Written task: Present the lines below as a numbered list, omitting any blank lines.

#####

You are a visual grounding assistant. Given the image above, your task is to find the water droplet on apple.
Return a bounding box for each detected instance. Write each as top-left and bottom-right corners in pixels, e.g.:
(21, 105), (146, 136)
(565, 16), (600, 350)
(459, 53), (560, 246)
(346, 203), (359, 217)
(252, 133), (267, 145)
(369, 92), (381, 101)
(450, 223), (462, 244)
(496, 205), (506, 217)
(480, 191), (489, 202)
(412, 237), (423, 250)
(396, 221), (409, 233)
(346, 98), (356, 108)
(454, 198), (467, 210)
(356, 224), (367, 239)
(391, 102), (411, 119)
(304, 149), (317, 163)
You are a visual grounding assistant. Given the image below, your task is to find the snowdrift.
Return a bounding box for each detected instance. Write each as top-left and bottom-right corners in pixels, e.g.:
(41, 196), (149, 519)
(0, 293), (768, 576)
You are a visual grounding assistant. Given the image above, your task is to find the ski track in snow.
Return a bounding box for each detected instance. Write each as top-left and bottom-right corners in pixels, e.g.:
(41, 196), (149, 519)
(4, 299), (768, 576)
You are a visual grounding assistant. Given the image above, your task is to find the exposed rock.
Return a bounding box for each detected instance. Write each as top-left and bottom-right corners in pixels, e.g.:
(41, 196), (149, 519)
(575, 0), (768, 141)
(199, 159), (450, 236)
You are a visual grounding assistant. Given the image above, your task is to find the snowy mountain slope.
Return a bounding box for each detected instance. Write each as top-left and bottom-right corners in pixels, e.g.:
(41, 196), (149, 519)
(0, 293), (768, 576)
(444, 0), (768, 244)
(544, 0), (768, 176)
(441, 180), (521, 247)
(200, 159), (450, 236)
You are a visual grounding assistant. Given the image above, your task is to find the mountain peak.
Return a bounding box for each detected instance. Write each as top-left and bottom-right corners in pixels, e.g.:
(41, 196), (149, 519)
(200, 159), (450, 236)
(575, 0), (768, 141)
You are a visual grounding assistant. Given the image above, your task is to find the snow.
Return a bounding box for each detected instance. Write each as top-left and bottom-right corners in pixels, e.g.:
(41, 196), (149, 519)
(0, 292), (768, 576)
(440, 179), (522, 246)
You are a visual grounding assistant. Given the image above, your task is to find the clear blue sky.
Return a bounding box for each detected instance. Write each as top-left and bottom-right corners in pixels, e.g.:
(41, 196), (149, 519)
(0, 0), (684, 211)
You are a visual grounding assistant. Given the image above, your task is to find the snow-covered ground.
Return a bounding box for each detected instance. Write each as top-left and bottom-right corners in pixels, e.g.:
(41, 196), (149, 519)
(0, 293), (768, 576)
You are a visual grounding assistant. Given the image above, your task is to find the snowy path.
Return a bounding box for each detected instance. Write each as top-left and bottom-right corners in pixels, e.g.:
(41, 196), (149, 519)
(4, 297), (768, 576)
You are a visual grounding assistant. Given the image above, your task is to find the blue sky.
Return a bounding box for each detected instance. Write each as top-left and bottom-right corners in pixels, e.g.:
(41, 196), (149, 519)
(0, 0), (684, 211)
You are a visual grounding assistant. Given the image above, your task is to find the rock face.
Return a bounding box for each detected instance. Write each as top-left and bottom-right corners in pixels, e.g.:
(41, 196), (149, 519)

#####

Full response:
1. You are a visual grounding assistant. Given the image above, your task is to find the water droplet on apple.
2. Return a bounding box for each detected instance. Write each as top-left and bottom-right corners in pixels, e.g.:
3. (21, 105), (146, 136)
4. (565, 16), (600, 350)
5. (459, 53), (560, 246)
6. (346, 203), (359, 217)
7. (252, 133), (267, 145)
8. (369, 92), (381, 101)
9. (450, 223), (462, 244)
10. (496, 205), (506, 217)
11. (480, 191), (489, 202)
12. (412, 237), (423, 250)
13. (396, 221), (409, 233)
14. (346, 98), (356, 108)
15. (454, 198), (467, 210)
16. (356, 224), (367, 239)
17. (391, 102), (411, 119)
18. (304, 149), (317, 163)
19. You are a visual grounding assistant. Given the image below, your task is to find the snowdrift.
20. Return a bounding box for each detected instance. Write each as top-left and bottom-right corners in pixels, e.g.:
21. (41, 196), (149, 519)
22. (0, 293), (768, 576)
23. You are a visual grounding assistant. Given the image above, your task is to find the ski track in snow.
24. Return a bounding box for each detected instance. Write each as top-left and bottom-right corners in pixels, e.g.:
25. (41, 196), (149, 519)
26. (4, 299), (768, 576)
27. You are a visual grounding assistant. Given the image above, your task is to find the exposed rock.
28. Return a bounding box for each detected instance. Write each as top-left and bottom-right corners in pixels, e.g.:
29. (41, 196), (149, 519)
30. (575, 0), (768, 141)
31. (199, 159), (450, 236)
32. You are a visual grounding assistant. Given the image above, your task is to find the snowy mountain slope.
33. Return a bounding box for each detected instance. Write each as top-left and bottom-right corners in pixels, e.g.:
34. (41, 196), (149, 519)
35. (0, 293), (768, 576)
36. (444, 0), (768, 244)
37. (544, 0), (768, 176)
38. (441, 180), (521, 247)
39. (200, 159), (450, 236)
40. You are a visual grounding assistant. Given the image above, your task is to find the mountain peak.
41. Return a bounding box for each detected instance. Write each as top-left and bottom-right corners in pixels, e.g.:
42. (41, 196), (149, 519)
43. (200, 159), (450, 236)
44. (575, 0), (768, 141)
45. You are a visual grounding assistant. Given the image above, your task is to find the snow.
46. Return a bounding box for each detected instance. Write each as top-left and bottom-right corners in pixels, e.g.:
47. (41, 196), (149, 519)
48. (0, 292), (768, 576)
49. (440, 179), (522, 246)
50. You are a visual grounding assistant. Given the image above, your task is to find the clear blue sky.
51. Return a bounding box for each detected instance. Write each as top-left and bottom-right corners in pixels, e.g.:
52. (41, 196), (149, 519)
53. (0, 0), (684, 211)
54. You are a visual grounding assistant. Given the image above, your task is to find the snow-covered ground.
55. Return a bounding box for each detected instance. Write each as top-left and bottom-right corners in pixels, e.g.:
56. (41, 196), (149, 519)
57. (0, 293), (768, 576)
58. You are a visual grounding assistant. Given the image above, your task is to find the snowy path.
59. Return a bounding box for each detected instance. Write each as top-left and bottom-right corners in pixels, e.g.:
60. (41, 196), (149, 519)
61. (4, 297), (768, 576)
62. You are a visual grounding assistant. Given the image above, your task is to find the blue sky.
63. Return a bounding box for each detected instance. Write each as top-left and bottom-right corners in pixels, e.g.:
64. (41, 196), (149, 519)
65. (0, 0), (684, 211)
66. You are a visual grounding assistant. Given the image above, your task is to find the rock face.
67. Return a bounding box for each detected instance. Write each as top-left and bottom-right corners in pixels, e.g.:
68. (41, 196), (149, 519)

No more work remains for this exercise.